* [Given text]:
☆ ☆ ☆ ☆ ☆
Amazon, like booksellers before them, handled the direct relationship with consumers and evolved, after an early period of depending on Ingram for their stock, to staging the inventory to serve them. It pretty quickly became apparent that they were much more disruptive than prior innovators in many ways. Among them:

Amazon operated in an environment without geographical constraints; their sales weren’t constrained by local boundaries like the physical bookstores. They could effectively provide service to customers from anywhere. So even in the beginning, when they were taking such small share away from each of the existing market players that they hardly noticed it, Amazon was building a substantial customer base for itself.

Pretty early in the game, Amazon persuaded Wall Street that it was “different” and didn’t ultimately have to make its fortune selling books. Books were just the key to the first step: customer acquisition. The profits would come from subsequent steps: selling those customers other things (and — the more sophisticated part — selling the infrastructure it was creating at scale). Once the investment community was on board to finance that strategy, Amazon was liberated to price-compete in a way that, it is clear in retrospect, no book-centric retailer could keep up with.
☆ ☆ ☆ ☆ ☆
* [Set exercise]:
Answer these about the Amazon passage above:
1. Which company did Amazon depend on for its stock in its early period?
2. What kind of constraints did Amazon operate without, unlike physical bookstores?
3. Books were the key to what first step?
☆ ☆ ☆ ☆ ☆
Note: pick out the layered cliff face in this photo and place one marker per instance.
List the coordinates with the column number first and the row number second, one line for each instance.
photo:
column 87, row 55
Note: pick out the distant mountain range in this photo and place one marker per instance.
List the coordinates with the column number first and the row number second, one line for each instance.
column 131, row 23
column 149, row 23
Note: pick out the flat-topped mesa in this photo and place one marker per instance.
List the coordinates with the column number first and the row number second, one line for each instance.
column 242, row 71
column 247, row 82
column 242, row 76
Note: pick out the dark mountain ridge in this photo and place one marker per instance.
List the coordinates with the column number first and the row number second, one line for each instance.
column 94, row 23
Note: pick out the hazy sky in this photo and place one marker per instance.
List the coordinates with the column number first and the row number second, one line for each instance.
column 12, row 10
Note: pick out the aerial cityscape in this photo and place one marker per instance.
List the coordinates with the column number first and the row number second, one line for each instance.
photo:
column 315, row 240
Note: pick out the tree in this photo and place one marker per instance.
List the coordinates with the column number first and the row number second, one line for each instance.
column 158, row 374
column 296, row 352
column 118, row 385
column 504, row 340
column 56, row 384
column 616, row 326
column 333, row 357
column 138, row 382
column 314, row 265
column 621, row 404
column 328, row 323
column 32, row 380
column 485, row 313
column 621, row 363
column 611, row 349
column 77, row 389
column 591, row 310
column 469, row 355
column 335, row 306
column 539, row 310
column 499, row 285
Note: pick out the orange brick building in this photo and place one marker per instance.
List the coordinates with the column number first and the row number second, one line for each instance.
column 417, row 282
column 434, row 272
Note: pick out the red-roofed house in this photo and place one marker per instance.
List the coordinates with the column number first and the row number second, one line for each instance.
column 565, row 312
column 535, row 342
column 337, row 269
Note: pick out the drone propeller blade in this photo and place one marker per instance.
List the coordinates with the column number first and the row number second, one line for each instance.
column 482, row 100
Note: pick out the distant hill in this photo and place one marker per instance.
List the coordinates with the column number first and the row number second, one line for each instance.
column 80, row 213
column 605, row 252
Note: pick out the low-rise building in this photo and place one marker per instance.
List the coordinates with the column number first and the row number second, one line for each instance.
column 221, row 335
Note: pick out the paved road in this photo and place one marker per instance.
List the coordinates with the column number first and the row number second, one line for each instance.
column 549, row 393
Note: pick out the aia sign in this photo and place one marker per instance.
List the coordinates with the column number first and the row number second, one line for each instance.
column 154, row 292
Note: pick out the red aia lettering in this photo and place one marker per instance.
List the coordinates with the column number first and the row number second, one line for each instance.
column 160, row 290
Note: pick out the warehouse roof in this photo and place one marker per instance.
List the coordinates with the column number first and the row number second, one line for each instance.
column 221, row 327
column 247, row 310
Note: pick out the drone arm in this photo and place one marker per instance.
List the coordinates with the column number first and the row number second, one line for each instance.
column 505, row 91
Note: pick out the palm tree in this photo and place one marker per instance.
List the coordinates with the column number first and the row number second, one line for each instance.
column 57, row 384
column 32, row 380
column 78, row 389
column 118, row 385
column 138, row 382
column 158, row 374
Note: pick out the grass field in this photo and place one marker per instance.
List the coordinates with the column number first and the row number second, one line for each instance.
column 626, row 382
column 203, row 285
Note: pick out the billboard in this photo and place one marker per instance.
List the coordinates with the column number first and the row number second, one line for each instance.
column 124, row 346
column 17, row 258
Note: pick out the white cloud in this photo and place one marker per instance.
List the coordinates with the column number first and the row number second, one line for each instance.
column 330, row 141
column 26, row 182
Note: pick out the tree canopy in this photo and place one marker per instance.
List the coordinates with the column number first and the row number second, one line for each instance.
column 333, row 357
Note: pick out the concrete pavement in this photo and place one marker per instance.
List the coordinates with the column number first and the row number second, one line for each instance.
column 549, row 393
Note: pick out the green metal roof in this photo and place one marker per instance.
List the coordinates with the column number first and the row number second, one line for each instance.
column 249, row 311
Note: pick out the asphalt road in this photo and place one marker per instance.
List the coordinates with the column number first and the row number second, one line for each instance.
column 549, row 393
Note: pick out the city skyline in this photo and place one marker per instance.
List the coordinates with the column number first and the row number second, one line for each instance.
☆ ☆ ☆ ☆ ☆
* [Full solution]:
1. Ingram
2. Geographical constraints
3. Customer acquisition